For Eugene Kennedy, Cardinal Joseph Bernardin of Chicago (1928-96) is an exemplar of the paschal mystery: “Joseph Bernardin’s life tells us what happens when a man accepts the destiny that is given to few on behalf of us who are the many, to recreate the central motif of Christian spirituality—life, death, and resurrection—before our eyes.” The inside cover binding reproduces a handwritten page from a Bernardin retreat journal, poignantly catching his struggle: “I want desperately to open the door to let the Lord in so he can take over my life completely. Yet I seem unable to do so. I let him come in part way and I talk with him but I am afraid to let him take over. Why?” Kennedy’s volume provides an intimate glance into the Cardinal himself.
Kennedy, a psychologist, prolific author, syndicated columnist, professor emeritus at Loyola University of Chicago and 30-year friend of Bernardin, previously expressed his love and admiration for Bernardin in My Brother Joseph: The Spirit of a Cardinal and the Story of a Friendship (St. Martin’s Press, 1997). In Stations of the Cross he limits his narrative to Bernardin’s final three years, November 1993 to November 1996, drawing parallels between the 14 events, or “stations,” of the traditional Catholic Way of the Cross and Bernardin’s life.
Each station is divided into two sections, “Then” and “Now.” The “Then” section presents an interpretation of the traditional station buttressed exegetically by frequent references and quotations from Raymond E. Brown’s The Death of the Messiah (Doubleday, 1994); the “Now” section draws parallels to Bernardin’s life. The reflections are compelling, giving graphic narratives on Jesus and on Bernardin, vividly illustrating how amid great human struggle Bernardin internalizes the example of Jesus and ultimately is transformed by his suffering.

------------------------------

= Task details =
Continue the review of Eugene Kennedy's book on Cardinal Bernardin from the point where it stops.

[Saved entries]
------------------------------

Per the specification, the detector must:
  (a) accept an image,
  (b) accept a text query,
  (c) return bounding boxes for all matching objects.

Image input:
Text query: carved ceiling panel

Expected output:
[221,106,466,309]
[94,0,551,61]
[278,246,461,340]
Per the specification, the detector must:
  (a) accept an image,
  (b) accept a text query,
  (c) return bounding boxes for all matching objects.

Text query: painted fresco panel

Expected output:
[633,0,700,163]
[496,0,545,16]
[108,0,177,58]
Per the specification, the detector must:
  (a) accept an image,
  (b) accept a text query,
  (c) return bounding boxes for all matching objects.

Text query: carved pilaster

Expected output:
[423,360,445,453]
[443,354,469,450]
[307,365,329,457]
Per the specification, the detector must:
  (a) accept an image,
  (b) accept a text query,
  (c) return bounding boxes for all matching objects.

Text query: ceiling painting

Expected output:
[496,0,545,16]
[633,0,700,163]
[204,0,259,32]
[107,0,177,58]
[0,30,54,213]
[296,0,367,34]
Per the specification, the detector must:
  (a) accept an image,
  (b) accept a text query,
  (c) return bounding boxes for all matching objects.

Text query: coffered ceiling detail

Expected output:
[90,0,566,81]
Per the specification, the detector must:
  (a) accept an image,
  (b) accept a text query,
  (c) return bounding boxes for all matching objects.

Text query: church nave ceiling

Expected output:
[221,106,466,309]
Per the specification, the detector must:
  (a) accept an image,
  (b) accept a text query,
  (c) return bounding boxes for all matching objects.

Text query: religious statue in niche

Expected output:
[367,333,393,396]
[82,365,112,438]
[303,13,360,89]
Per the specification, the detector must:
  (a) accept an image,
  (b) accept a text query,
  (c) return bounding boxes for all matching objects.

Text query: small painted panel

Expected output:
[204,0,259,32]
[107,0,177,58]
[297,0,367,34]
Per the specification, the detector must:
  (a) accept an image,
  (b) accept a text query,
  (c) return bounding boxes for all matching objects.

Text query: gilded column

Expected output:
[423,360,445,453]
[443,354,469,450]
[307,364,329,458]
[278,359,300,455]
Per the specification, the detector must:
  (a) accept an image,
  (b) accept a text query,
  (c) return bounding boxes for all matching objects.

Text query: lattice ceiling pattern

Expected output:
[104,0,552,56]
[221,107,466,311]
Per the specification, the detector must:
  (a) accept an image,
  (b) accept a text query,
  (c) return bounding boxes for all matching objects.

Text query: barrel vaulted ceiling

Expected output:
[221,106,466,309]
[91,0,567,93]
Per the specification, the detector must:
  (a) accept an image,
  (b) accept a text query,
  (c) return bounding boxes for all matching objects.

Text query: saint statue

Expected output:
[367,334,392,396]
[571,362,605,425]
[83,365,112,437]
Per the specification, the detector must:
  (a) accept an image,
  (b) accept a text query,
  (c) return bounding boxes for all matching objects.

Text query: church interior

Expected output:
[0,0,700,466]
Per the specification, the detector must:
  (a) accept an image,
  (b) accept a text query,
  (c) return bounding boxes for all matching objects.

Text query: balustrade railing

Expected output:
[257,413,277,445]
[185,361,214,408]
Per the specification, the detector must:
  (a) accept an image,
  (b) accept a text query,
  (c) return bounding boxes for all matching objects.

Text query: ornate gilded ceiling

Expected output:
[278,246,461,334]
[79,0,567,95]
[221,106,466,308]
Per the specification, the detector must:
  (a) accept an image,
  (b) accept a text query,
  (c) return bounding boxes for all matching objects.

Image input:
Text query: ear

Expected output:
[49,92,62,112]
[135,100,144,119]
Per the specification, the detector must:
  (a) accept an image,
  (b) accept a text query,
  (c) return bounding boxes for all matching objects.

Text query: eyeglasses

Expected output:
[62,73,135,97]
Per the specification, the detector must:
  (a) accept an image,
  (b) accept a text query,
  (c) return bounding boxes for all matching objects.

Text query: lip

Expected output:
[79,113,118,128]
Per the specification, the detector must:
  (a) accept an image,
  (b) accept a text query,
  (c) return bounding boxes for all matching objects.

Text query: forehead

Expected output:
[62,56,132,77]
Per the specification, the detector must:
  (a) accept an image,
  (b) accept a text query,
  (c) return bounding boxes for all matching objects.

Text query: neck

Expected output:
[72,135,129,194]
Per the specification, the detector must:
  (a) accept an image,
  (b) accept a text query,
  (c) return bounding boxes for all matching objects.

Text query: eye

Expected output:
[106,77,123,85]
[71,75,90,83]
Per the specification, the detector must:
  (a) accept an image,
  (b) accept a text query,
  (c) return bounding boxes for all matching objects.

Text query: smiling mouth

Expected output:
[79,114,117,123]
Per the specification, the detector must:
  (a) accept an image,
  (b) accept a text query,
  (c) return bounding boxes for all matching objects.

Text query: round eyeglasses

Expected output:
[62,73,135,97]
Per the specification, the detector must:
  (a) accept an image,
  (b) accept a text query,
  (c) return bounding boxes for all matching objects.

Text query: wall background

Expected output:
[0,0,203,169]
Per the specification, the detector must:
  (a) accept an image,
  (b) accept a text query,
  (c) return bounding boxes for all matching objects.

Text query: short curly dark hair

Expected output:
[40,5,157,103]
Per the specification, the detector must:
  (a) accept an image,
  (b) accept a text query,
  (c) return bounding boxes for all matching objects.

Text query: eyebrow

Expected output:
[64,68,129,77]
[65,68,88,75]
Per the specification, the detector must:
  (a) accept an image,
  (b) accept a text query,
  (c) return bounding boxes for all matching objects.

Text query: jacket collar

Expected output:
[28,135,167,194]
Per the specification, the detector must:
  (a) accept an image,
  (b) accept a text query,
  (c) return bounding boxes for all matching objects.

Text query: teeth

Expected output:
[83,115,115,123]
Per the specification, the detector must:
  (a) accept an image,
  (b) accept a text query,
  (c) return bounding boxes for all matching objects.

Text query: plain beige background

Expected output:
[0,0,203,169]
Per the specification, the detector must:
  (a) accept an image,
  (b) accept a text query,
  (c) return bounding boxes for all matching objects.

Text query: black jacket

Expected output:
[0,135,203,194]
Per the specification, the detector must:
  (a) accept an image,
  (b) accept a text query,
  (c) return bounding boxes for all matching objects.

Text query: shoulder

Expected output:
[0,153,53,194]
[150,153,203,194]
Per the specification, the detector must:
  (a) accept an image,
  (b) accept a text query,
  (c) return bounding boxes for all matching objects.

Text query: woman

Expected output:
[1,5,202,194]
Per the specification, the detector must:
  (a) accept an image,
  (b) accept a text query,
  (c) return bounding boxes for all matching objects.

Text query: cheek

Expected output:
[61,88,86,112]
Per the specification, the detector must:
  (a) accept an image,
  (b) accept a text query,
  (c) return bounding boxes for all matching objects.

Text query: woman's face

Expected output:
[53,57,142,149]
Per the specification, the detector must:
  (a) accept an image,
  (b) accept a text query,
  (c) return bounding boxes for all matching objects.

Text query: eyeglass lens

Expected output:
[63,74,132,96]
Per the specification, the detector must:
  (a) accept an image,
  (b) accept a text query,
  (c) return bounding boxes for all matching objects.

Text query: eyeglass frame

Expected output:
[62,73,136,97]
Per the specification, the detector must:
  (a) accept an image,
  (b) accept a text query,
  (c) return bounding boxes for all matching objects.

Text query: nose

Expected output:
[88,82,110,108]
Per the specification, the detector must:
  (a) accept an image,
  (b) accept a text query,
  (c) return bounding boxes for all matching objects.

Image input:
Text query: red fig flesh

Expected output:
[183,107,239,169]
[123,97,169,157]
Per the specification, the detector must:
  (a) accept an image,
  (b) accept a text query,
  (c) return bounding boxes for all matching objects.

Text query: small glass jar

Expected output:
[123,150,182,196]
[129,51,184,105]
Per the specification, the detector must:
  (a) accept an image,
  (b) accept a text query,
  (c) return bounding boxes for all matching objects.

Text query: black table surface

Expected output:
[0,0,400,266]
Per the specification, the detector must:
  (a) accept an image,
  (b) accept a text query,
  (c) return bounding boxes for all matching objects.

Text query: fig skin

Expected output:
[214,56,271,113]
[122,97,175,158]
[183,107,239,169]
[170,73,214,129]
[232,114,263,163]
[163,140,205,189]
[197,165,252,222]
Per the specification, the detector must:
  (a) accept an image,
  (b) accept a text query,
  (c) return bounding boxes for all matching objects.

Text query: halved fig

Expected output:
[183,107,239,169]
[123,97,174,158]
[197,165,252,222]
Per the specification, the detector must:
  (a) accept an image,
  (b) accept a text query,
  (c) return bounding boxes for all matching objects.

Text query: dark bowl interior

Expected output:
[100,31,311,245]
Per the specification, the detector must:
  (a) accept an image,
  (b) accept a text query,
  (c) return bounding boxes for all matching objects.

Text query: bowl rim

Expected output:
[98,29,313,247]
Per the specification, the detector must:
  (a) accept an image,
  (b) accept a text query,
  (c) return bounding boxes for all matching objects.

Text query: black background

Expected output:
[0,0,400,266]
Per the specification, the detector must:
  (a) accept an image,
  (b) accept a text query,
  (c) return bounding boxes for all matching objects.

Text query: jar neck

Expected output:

------------------------------

= Exercise output =
Skim the foreword, preface and introduction, and begin with “The First Station: Jesus Is Condemned to Death.” Kennedy presents narratives of the innocent Jesus’ condemnation to death by Pilate and Caiaphas and of the innocent Joseph’s condemnation by conservative elements within the Catholic Church, especially by his hierarchical clerical peers: “Some of these cardinal-archbishops judge that Joseph remains too committed to the Vatican II Church to please them as they carry out the Pope’s orders that hierarchical structures be restored in the Church across the world.... Those who criticize him seek out ways to snare Joseph in his speech.”
Joseph’s lifelong condemnations by his peers are climaxed by two final “condemnations”: the accusations of sexual abuse made in November, 1993 by a former seminarian—later recanted—and the “condemnation to death” of Joseph through the diagnosis of pancreatic cancer. Kennedy is startled by the intensity of the condemnations after November 1993:
How easy to see now that it is precisely his trustworthiness that affronts his critics and motivates them to destroy him. If he can no longer be trusted, his influence in American Catholicism and national life will be shattered beyond any repair. Still, none of us is prepared—not Joseph, not his friends, not his people—for the fury of judgment that boils suddenly out of the everyday sea on the November afternoon in 1993. In this maelstrom of hasty judgment and false accusation, Joseph’s three-year public ministry begins.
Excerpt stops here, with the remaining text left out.